Temukan setiap baris dalam bahan di bawah yang memuat kata "green", lalu salin baris-baris tersebut.

Data kotak pembatas
• • • •

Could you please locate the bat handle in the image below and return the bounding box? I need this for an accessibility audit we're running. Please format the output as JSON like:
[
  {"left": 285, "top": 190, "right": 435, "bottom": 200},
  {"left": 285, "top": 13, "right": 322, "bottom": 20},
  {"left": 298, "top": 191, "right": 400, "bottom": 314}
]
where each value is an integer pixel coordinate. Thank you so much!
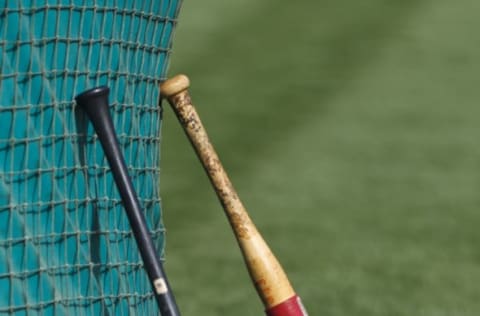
[{"left": 160, "top": 75, "right": 307, "bottom": 316}]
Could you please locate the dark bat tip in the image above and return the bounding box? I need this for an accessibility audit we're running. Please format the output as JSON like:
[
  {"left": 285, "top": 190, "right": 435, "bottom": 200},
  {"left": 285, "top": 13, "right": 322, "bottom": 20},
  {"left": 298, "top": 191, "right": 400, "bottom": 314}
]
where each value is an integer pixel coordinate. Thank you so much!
[{"left": 75, "top": 86, "right": 110, "bottom": 105}]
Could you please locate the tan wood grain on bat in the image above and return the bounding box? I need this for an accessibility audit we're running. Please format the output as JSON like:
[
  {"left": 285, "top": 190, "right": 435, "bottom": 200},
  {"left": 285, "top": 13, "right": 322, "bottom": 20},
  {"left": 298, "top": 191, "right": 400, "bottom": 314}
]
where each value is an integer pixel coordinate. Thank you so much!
[{"left": 160, "top": 75, "right": 295, "bottom": 308}]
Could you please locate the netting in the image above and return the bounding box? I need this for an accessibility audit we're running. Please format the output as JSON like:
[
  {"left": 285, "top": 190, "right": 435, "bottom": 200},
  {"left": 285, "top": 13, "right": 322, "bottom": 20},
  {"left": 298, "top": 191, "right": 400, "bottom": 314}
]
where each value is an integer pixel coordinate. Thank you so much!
[{"left": 0, "top": 0, "right": 181, "bottom": 315}]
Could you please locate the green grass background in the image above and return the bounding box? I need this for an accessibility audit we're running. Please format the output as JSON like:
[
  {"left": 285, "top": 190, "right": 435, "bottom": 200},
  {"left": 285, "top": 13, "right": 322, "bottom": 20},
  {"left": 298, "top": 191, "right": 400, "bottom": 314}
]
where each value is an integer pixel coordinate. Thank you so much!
[{"left": 161, "top": 0, "right": 480, "bottom": 316}]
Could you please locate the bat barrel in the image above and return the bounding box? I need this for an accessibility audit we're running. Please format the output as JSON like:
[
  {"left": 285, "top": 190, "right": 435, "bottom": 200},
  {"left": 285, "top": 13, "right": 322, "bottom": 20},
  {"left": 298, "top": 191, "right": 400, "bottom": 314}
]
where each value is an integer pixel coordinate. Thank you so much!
[
  {"left": 160, "top": 75, "right": 307, "bottom": 316},
  {"left": 75, "top": 86, "right": 180, "bottom": 316}
]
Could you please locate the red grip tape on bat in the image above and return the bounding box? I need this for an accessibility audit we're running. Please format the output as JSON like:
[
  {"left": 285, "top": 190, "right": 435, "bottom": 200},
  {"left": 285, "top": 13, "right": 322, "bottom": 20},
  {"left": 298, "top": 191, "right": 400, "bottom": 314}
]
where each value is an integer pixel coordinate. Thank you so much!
[{"left": 266, "top": 295, "right": 308, "bottom": 316}]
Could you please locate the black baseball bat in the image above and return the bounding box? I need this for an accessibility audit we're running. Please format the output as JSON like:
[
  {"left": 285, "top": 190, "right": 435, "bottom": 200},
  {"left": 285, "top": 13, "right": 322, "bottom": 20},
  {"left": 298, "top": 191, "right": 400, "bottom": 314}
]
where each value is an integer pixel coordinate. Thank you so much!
[{"left": 75, "top": 86, "right": 180, "bottom": 316}]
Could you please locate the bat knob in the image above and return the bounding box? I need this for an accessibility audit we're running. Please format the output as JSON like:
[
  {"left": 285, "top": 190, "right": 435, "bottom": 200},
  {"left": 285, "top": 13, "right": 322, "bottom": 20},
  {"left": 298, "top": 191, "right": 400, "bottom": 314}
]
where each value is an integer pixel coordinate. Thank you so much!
[
  {"left": 160, "top": 75, "right": 190, "bottom": 98},
  {"left": 75, "top": 86, "right": 110, "bottom": 119}
]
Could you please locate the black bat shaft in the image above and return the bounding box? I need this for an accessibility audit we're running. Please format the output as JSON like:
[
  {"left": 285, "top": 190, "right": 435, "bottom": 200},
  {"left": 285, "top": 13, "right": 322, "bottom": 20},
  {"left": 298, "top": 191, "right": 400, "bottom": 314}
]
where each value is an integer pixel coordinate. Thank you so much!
[{"left": 77, "top": 87, "right": 180, "bottom": 316}]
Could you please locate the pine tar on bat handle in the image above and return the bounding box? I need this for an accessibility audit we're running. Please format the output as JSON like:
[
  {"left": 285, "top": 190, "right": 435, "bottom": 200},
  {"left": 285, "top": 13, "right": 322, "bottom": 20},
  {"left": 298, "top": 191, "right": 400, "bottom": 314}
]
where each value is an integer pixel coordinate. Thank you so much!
[
  {"left": 75, "top": 86, "right": 180, "bottom": 316},
  {"left": 160, "top": 75, "right": 307, "bottom": 316}
]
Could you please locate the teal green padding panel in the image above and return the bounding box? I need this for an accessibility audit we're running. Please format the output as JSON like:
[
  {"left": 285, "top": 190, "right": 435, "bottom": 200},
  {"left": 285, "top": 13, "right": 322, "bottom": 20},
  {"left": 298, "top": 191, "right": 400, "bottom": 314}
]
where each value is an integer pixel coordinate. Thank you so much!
[{"left": 0, "top": 0, "right": 180, "bottom": 316}]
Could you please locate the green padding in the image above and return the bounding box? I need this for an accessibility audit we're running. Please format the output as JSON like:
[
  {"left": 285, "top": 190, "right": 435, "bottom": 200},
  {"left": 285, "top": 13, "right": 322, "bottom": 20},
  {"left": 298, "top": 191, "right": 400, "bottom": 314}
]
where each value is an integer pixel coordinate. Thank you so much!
[{"left": 0, "top": 0, "right": 181, "bottom": 315}]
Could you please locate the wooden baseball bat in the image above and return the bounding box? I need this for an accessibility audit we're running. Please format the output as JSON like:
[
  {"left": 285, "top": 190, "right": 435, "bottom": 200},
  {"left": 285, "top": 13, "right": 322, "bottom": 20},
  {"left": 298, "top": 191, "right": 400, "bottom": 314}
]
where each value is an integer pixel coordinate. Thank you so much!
[{"left": 160, "top": 75, "right": 307, "bottom": 316}]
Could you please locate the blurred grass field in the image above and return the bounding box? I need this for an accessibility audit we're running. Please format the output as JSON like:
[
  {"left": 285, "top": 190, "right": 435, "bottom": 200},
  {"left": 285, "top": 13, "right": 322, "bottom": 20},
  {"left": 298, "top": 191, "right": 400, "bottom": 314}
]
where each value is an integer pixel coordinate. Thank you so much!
[{"left": 161, "top": 0, "right": 480, "bottom": 316}]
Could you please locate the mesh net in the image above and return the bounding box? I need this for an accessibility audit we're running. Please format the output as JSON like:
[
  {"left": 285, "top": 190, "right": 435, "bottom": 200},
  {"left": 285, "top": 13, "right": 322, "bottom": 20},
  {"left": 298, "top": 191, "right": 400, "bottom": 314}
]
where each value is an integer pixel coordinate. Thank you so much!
[{"left": 0, "top": 0, "right": 181, "bottom": 315}]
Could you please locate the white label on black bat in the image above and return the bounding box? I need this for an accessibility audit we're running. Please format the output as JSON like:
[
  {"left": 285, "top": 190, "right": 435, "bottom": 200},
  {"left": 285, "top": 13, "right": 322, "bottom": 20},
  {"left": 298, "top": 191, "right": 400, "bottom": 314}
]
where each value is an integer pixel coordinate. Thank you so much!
[{"left": 153, "top": 278, "right": 168, "bottom": 294}]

• • • •

**Jawaban Latihan:**
Could you please locate the green grass background in the image above and return the bounding box? I need this for an accessibility audit we're running. Please format the output as JSON like:
Could you please locate the teal green padding panel in the image above and return the bounding box? I need this for an accessibility audit we're running. Please format the output as JSON like:
Could you please locate the green padding in the image above and return the bounding box? I need this for an accessibility audit we're running. Please format the output as JSON like:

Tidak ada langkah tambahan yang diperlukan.